**Required action**
Your answer should contain every line of the records, transcribed word for word.
= Beginning of Section =
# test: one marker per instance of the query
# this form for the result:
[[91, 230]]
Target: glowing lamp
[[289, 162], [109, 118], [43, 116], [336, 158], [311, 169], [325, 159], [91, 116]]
= End of Section =
**The completed task**
# test: one marker per instance of the query
# this form for the result:
[[91, 230]]
Target: glowing lamp
[[289, 162], [109, 118], [43, 116], [336, 158], [311, 169], [325, 159], [91, 116]]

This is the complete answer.